Task details:
Return all of the material that follows, keeping each line exactly as it is.

Data supplied:
((

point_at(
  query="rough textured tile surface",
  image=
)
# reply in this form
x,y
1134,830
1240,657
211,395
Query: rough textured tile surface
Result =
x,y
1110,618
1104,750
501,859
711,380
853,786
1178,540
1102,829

))

Task solution:
point_at(
  query="rough textured tile surface",
  image=
)
# reply in this form
x,y
1134,830
1240,657
211,395
Query: rough textured tile surface
Result =
x,y
1110,618
1104,750
501,859
711,380
853,786
1178,540
1102,829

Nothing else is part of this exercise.